Passage given:
---*---

Written on May 3, 2011 at 6:19 pm, by Carlos

Professor Daniel Dennett

USA, World leading philosopher and cognitive scientist

Deep Conversation:
‘Super-connected world – marvel or myth?’ (November 16, 6.30 – 9.00pm)
Presentation:
Prospective gains and losses from the information explosion (November 17, 9.45am)

Daniel C. Dennett, the author of Darwin’s Dangerous Idea (Simon & Schuster, 1995), is University Professor and Austin B. Fletcher Professor of Philosophy and Co-Director of the Center for Cognitive Studies at Tufts University. He received his B.A. in philosophy from Harvard. He then went to Oxford to work with Gilbert Ryle, under whose supervision he completed the D.Phil. in philosophy in 1965. He taught at U.C. Irvine and in 1971 moved to Tufts, where he has taught ever since, aside from periods visiting at Harvard, Pittsburgh, Oxford, and the Ecole Normal Superieure in Paris.

---*---

Information shown:
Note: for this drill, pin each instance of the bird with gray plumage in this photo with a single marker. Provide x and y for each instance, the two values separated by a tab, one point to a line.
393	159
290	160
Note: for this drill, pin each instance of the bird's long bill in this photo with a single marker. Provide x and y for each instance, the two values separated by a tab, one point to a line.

---*---

Exercise goal:
Answer these from the speaker profile of Daniel Dennett:
1. What date and time is given for his presentation on the information explosion?
2. Who supervised his D.Phil. in philosophy at Oxford?
3. In what year did he move to Tufts?

Correct output:
1. November 17, 9.45am
2. Gilbert Ryle
3. 1971